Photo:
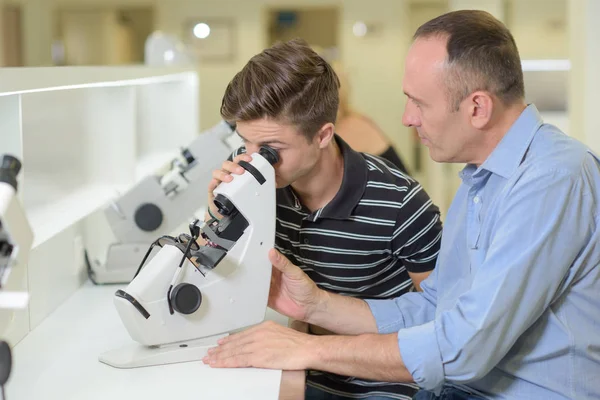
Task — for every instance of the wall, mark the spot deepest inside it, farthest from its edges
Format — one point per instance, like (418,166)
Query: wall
(318,26)
(250,25)
(375,64)
(539,28)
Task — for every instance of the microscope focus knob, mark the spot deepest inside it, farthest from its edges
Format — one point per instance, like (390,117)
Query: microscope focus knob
(148,217)
(186,298)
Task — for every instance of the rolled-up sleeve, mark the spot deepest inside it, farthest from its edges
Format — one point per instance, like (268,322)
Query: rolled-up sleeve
(411,309)
(540,229)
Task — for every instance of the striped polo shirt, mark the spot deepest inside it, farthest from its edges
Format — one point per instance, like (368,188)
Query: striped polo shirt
(380,225)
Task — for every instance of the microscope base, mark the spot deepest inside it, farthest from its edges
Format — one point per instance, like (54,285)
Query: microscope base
(137,355)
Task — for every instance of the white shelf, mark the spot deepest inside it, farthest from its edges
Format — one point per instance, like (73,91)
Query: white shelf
(59,360)
(85,135)
(54,217)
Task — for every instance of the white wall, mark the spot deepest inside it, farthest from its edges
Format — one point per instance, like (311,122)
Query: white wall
(249,18)
(539,28)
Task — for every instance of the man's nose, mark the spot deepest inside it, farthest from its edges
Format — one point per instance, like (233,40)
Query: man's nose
(410,117)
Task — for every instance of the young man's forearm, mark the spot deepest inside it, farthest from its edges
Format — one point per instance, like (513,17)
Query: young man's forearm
(343,315)
(369,356)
━━━━━━━━━━━━━━━━━━━━
• Instruction: Render the stretch of the data from the line containing "Task — for every instance of the young" through the end as a numbered list, with blank lines left out.

• Task response:
1. Task — for every instance of the young man's forearm, mark the spot deepest inside it, farthest from its edges
2. Format — one point per instance, like (513,17)
3. Query: young man's forearm
4. (343,315)
5. (369,356)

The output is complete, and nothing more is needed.